───── QUOTED TEXT ─────

For the most part, the web is about sharing. Sharing what you have with as many people as possible, all-comers accepted. But sometimes, you have stuff that you want to share with a smaller community of people. ``No problem'', I might say. My Apache web server has the ability to use ``basic authentication'', compatible with all the popular browsers, that allows me to restrict access to those who know the username and the password.

Well, ``yes problem'', I then say. I can give all members of my group the same username and password. But then when a member leaves, I have to update all the remaining members on a new password. And I can't tell if the web area is being used by everyone, or just a few, since the username is the only identifier I have. OK, then the alternative is to give each user their own password. Ugh. I have tough enough time coming up with interesting unguessable memorable passwords for my own access areas, and now I have to come up with 10 or 100 others? Blech.

Well, then, let's let the users pick their own username and passwords. After all, it works for most of the sites out there. But how does it work for those sites out there? Let's take a look.

───── PROVIDED MATERIAL ─────

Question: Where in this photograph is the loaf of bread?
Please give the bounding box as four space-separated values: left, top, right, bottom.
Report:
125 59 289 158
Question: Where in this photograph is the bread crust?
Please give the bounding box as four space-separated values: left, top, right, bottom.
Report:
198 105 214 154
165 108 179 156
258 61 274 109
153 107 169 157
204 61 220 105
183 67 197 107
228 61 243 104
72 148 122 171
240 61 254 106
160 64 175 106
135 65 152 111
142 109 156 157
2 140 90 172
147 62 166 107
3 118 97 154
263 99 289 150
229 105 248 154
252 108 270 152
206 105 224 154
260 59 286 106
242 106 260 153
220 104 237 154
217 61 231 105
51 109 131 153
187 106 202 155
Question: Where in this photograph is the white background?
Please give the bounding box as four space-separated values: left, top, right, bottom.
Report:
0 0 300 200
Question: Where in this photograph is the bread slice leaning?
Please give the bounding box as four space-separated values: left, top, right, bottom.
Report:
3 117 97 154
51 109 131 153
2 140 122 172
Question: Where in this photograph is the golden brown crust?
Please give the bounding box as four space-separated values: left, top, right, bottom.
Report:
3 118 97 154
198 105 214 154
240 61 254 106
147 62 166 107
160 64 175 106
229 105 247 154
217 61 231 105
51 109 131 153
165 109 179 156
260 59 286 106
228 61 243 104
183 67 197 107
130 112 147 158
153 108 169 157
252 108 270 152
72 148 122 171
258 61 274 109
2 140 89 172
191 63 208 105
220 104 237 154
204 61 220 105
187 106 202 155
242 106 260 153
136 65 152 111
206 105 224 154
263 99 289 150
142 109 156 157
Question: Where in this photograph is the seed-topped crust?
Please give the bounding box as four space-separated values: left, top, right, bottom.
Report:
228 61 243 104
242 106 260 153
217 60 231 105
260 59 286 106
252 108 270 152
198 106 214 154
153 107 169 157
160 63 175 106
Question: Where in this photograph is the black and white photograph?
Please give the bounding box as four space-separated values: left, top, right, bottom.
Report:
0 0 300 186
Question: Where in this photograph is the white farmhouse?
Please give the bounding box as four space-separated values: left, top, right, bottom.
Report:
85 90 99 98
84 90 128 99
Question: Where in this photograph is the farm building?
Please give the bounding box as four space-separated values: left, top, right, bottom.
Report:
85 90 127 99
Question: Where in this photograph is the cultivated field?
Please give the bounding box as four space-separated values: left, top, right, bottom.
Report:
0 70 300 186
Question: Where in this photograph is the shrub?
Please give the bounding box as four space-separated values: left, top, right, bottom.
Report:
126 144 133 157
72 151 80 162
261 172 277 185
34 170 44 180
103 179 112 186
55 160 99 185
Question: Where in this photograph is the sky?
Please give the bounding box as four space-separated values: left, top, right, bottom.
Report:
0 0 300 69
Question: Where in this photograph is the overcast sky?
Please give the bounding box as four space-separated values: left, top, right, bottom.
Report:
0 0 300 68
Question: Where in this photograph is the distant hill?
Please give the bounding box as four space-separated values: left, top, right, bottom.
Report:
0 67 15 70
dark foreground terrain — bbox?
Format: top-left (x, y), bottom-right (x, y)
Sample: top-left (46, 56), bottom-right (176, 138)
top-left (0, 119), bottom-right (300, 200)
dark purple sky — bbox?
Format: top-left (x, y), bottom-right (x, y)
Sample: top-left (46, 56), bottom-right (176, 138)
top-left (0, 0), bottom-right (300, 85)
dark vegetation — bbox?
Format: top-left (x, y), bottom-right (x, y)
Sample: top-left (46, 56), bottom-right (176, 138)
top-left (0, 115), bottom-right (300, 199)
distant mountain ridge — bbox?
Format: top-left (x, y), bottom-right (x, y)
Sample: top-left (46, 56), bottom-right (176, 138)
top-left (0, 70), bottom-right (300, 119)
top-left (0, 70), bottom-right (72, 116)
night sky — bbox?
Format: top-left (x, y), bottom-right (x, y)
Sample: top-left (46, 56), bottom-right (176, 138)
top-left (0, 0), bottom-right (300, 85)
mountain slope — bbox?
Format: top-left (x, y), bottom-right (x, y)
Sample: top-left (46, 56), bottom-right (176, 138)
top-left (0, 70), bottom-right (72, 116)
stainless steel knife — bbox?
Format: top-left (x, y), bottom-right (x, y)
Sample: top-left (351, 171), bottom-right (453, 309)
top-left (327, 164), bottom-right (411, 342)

─────

Restate the text on sharing a web area with a group, starting with "Well, then, let's" and going on through "take a look.", but swap "sites" for "websites".

TASK OUTPUT.
Well, then, let's let the users pick their own username and passwords. After all, it works for most of the websites out there. But how does it work for those websites out there? Let's take a look.